• **DATA LISTING**
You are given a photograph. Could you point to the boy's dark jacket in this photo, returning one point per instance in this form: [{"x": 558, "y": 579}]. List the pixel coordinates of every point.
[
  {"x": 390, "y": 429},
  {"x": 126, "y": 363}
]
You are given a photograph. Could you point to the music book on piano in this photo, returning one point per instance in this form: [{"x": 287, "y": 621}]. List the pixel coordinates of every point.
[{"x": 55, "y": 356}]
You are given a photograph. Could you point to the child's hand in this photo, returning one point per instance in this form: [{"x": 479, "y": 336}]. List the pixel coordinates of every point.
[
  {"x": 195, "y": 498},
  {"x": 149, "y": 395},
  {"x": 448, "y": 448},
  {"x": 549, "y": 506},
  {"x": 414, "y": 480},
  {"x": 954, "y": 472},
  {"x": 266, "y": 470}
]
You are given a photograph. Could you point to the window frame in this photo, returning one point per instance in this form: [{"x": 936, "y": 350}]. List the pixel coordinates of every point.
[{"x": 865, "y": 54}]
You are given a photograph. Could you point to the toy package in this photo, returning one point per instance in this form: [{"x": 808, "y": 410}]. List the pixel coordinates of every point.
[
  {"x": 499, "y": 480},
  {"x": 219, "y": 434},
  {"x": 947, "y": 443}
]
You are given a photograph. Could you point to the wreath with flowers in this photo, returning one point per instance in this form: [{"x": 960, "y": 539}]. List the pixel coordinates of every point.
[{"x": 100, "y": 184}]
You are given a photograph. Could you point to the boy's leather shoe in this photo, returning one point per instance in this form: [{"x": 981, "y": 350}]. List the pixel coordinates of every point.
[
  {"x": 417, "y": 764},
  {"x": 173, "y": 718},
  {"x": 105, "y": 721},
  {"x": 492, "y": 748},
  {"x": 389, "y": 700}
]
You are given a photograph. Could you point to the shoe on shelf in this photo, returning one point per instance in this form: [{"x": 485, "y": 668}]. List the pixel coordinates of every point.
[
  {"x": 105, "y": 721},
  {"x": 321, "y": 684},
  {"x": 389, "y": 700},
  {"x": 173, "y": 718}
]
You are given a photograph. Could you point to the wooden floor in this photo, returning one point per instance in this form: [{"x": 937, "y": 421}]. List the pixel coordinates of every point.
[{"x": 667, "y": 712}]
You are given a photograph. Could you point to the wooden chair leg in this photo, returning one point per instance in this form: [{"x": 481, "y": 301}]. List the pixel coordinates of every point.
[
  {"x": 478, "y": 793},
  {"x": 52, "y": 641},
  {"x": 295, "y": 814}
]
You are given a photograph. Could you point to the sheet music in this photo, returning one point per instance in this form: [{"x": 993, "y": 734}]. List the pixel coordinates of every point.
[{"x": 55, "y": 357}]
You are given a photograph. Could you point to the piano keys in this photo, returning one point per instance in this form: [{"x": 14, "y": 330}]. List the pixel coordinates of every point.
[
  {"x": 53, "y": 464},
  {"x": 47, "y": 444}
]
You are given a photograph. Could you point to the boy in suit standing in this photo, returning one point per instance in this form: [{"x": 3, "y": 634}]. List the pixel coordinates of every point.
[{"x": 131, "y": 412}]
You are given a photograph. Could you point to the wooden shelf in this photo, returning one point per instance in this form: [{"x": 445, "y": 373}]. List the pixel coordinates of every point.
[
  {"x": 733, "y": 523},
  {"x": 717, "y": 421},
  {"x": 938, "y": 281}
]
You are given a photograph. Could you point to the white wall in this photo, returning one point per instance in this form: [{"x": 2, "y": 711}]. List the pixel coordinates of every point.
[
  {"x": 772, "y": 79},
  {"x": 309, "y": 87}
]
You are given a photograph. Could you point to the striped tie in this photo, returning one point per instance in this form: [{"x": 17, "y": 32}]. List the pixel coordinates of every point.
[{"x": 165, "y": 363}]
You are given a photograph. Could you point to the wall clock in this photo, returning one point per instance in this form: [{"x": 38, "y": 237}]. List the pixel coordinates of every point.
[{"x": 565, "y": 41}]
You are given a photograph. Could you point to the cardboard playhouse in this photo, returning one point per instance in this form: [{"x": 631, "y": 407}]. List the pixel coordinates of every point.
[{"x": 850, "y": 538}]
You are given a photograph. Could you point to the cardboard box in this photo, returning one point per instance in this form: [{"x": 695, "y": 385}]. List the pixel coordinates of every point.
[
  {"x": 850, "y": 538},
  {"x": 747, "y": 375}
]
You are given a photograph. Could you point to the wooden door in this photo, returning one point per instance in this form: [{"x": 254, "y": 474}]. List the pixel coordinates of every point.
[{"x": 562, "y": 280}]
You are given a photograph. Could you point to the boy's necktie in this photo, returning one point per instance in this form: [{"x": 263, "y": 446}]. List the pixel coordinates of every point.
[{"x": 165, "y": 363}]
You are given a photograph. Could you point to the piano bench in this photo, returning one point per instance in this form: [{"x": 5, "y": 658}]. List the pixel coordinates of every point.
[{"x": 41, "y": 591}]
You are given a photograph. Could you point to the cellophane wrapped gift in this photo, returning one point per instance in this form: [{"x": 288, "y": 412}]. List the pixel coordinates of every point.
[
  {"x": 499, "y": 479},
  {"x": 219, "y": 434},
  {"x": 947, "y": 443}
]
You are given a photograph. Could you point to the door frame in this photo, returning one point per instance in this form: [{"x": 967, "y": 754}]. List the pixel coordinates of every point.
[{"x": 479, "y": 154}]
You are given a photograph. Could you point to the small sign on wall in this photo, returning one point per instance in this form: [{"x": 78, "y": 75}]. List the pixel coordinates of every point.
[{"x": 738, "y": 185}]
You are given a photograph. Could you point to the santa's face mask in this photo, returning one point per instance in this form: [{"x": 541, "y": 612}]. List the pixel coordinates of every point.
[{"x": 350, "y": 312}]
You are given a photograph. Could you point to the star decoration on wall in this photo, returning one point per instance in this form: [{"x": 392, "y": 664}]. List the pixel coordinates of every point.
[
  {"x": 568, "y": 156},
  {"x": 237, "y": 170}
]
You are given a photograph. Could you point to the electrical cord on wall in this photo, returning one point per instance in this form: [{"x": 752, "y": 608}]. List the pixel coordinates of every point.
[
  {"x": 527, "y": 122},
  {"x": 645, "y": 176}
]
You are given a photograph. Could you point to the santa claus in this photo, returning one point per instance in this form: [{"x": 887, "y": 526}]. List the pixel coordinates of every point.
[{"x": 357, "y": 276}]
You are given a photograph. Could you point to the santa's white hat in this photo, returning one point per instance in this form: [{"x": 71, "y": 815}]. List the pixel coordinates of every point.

• **WHAT YOU NEED TO DO**
Exactly and only the lines from the line containing "You are given a photograph. Could you point to the small" through the last line of the entries should be copied, both ends included.

• **FULL ANSWER**
You are given a photograph. Could you point to the small sign on wall in this photo, returning one point per instance in this form: [{"x": 78, "y": 75}]. List the pixel coordinates of every point.
[{"x": 738, "y": 185}]
You are given a photograph. Could you point to the santa's face mask in this photo, returning one point per instance in this form: [{"x": 541, "y": 612}]. List the pixel coordinates of every point.
[{"x": 350, "y": 312}]
You are given a photograph. Could you point to the star decoration on wall in this photo, returning one point per instance in this form: [{"x": 392, "y": 664}]. List the pixel coordinates of every point.
[
  {"x": 568, "y": 156},
  {"x": 237, "y": 170}
]
You are given a photograph. Could you point to the electrical cord on wall in this photo, returning one point per instance in this form: [{"x": 752, "y": 608}]. List the pixel coordinates of every point.
[
  {"x": 527, "y": 122},
  {"x": 645, "y": 176}
]
You are given a photograph. Could you point to the santa claus in this photo, returning one point per instance in this form: [{"x": 887, "y": 526}]. List the pixel coordinates of every point.
[{"x": 357, "y": 276}]
You are given a photograph. Could you point to the santa's white hat in this photo, returning one point per instance in this form: [{"x": 71, "y": 815}]. List the pixel coordinates of every point.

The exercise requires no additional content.